Exercise text >>
= = = = = = =
As I ascended the stairs to the venue hosting the weekly "munch" - a gathering of people interested in kink - the butterflies in my gut were in full flight mode. I had no idea what to expect, as this was my first kink event. When I walked into the dimly lit space, I was surprised to find it completely empty. A dozen unoccupied chairs sat around a long table lit by white Christmas lights twined around metal rafters. I took the seat of honor at the head of the table, noting for future reference that apparently kinky people are never on time.
As the first one to arrive, I got to talk to almost everyone as they came in. I was relieved (and a little disappointed) to find that there was neither latex nor cat-o-nine-tails in sight - just average-looking people ready to meet me with a smile and a friendly greeting.
Stephen Hazelton, the munch's organizer, has been actively involved in the fetish scene here in Charlotte for decades. He helped to found the Carolina Area Power Exchange (CAPEX), a nonprofit dedicated to promoting "safe, sane and consensual" BDSM practices. The day after my first foray into fetish events, Hazelton helped me put my experience in context with the overall kink scene.
"The basic definition of a munch is an event that's held at a restaurant or someplace that sells food where people that identify as being kinky meet and have a meal and talk," Hazelton explains. "It's basically dinner with kinky people. It's not a demo or a class; it's just kinky people getting together."
Munches, like the weekly one hosted every Thursday at Upstage in NoDa, are meant to be safe zones where kinksters can come together and enjoy companionship without judgment. It's a place where you meet interesting people and hear the most fascinating conversations - stuff like "one of my tops is a massage therapist" and "we sell chastity devices, if you're into torturing men with celibacy."
Munches aren't always about kink, as my recent experience revealed. For the most part, our conversations were completely average - foods we like, how cute our pets are - with the occasional joke about bending someone over your knee or the like. It was fun to be able to make those comments and allude publicly to private fantasies without getting "the look" from those around you. You know "the look" - the one where their eyes say, "What the hell, you freak" while the previously carefree conversation lapses into an awkward silence.
"We wanted to create a comfortable environment, particularly for women, because there are going to be a number of people that come in that are nervous about being there to begin with," Hazelton says, striking right at the heart of my own experience. "So it's important that you can meet people face to face that potentially have similar interests to you."
By the end of the munch, I hadn't gotten whipped, and no one wore leather. We were just people with something in common, getting together for a stress-free evening out. No one approached me with sexual propositions (even though I looked damn fine that night) and I even made some new friends. I later connected with some of the people I met that night on Fetlife.com, the social media site for kinky people.
"I think it's important that people who identify as kinky have a place to meet and talk to others in an environment that's not necessarily a sexually charged one," Hazelton says. "Especially for people who are new, just starting to explore, [munches are] about as low-pressure a social setting as it can be."
= = = = = = =
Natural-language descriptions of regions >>
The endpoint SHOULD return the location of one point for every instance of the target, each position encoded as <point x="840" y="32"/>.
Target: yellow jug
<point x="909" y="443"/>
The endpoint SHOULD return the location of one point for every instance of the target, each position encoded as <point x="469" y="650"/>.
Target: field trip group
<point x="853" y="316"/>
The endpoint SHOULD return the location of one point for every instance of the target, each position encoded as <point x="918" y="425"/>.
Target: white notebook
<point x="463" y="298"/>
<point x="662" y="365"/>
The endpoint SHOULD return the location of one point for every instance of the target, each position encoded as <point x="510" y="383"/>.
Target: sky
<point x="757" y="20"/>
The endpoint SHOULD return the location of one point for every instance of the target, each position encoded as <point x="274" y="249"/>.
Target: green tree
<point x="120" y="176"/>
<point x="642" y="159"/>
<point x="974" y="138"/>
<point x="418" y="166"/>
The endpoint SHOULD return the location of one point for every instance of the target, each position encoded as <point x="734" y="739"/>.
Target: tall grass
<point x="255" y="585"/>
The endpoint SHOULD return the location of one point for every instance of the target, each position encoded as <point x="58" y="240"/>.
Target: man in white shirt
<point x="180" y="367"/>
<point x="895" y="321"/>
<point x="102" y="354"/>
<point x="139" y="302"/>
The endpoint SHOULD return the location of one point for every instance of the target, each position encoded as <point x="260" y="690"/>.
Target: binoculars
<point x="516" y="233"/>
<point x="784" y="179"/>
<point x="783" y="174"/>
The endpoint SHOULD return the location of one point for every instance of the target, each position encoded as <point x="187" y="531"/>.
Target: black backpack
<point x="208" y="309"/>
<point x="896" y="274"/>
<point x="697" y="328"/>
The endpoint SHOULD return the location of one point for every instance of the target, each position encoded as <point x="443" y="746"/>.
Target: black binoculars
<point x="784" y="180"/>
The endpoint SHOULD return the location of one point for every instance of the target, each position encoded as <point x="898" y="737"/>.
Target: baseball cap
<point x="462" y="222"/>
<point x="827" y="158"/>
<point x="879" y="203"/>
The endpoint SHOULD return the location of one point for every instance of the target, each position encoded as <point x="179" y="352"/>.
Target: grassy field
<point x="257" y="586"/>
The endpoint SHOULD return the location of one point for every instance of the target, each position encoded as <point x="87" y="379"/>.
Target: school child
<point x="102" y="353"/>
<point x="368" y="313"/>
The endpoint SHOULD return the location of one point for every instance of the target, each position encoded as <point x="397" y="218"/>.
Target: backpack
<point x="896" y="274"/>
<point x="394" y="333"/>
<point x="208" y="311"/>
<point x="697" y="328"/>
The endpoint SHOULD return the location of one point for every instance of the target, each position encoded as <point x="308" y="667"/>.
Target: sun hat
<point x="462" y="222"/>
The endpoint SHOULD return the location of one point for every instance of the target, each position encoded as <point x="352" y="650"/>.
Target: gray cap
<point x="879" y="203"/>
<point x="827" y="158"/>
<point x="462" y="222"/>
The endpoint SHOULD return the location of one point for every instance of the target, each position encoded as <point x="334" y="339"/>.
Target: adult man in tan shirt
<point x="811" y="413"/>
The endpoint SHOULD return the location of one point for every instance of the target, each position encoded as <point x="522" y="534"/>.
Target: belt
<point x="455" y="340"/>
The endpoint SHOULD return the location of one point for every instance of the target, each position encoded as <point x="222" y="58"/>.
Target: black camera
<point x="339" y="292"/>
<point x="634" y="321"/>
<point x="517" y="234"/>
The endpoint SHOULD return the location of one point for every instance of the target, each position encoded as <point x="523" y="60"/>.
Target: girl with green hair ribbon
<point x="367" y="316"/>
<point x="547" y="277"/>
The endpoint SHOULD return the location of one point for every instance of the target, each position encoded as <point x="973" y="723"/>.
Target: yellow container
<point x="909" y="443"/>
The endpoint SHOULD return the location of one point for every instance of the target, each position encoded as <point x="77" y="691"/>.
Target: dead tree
= = = = = = =
Problem to solve >>
Copy out the part of the munch article starting with "Munches aren't always" and going on through "an awkward silence.", word for word.

Written response >>
Munches aren't always about kink, as my recent experience revealed. For the most part, our conversations were completely average - foods we like, how cute our pets are - with the occasional joke about bending someone over your knee or the like. It was fun to be able to make those comments and allude publicly to private fantasies without getting "the look" from those around you. You know "the look" - the one where their eyes say, "What the hell, you freak" while the previously carefree conversation lapses into an awkward silence.